TASK DETAILS: Send back every line of the data exactly.

PROVIDED DATA:
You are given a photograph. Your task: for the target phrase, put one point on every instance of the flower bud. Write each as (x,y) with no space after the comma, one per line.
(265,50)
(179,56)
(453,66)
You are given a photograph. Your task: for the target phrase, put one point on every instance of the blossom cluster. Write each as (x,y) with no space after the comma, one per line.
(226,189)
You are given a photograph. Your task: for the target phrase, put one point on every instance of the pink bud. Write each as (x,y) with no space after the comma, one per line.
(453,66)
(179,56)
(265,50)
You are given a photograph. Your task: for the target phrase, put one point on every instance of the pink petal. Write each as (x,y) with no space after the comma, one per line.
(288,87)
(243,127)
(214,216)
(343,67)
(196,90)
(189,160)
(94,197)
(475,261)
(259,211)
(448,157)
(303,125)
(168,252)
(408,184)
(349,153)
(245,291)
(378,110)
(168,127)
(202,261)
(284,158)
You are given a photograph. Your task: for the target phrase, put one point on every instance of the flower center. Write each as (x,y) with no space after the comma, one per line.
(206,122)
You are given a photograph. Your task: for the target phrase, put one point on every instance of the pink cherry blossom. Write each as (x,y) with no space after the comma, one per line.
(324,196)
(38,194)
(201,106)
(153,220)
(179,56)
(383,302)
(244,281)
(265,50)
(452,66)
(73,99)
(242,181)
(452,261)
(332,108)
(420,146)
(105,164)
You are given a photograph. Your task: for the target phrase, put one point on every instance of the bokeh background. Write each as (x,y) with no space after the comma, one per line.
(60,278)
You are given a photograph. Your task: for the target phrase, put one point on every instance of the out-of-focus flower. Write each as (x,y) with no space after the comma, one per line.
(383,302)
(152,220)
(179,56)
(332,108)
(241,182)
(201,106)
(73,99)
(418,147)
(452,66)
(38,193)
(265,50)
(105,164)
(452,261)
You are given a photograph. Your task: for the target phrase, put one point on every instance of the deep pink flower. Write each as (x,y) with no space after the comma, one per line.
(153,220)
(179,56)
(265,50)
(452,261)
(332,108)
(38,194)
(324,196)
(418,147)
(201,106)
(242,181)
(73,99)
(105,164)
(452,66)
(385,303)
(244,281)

SOLUTION:
You are given a photograph. Your task: for the target phrase, put one point on every instance of the flower bud. Write each as (x,y) with no space after the comma, one per line.
(265,50)
(179,56)
(453,66)
You are given a photograph. Your task: for the target phrase, put one point on every instance of the blossom cluster. Write each as (x,y) with no space after the comma, one per line.
(226,189)
You are given a photograph. Your task: for the target phrase, put one point on every instance of the pink bud. Write each as (x,y) with no space after the comma, one per line.
(453,66)
(179,56)
(265,50)
You are given a photograph. Your task: for the target phrase, put one point on every instance of the pink petal. Write each as (x,y) with no space after the comma, one per line.
(288,87)
(243,127)
(214,216)
(343,67)
(196,90)
(189,160)
(94,197)
(475,261)
(259,211)
(448,157)
(303,125)
(168,252)
(408,184)
(349,153)
(245,291)
(378,110)
(168,127)
(202,261)
(284,158)
You are given a photograph. Your task: for the target phrase, put one point on every instance of the flower center. Write each as (x,y) with no space after the comma, one per line.
(206,122)
You are given a photograph. Your task: for the target phrase, put one point on every instance of the pink cherry blossom. Write each as (x,y) with no space after the comma, one per line.
(324,196)
(38,194)
(201,106)
(153,220)
(179,56)
(383,302)
(244,281)
(265,50)
(452,66)
(73,99)
(242,181)
(452,261)
(332,108)
(420,146)
(105,164)
You are given a photograph. Your task: for the target phrase, put one point on every instance of the bokeh background. Write each as (x,y) with no space after the comma, one per line.
(60,278)
You are given a photograph. Your task: for the target phrase, put one point on every instance of the out-of-focus flower. Write each as (x,y) with no space after the comma, one per line.
(383,302)
(152,220)
(179,56)
(332,108)
(241,182)
(201,106)
(73,99)
(418,147)
(452,66)
(38,193)
(265,50)
(105,164)
(452,261)
You are given a photograph. Your task: for the target phrase, put one point on every instance of the deep pink flower. Write each as (x,y) with no space after the comma, one per line.
(153,220)
(179,56)
(265,50)
(452,261)
(332,108)
(38,194)
(324,196)
(418,147)
(201,106)
(242,181)
(73,99)
(105,164)
(452,66)
(385,303)
(244,281)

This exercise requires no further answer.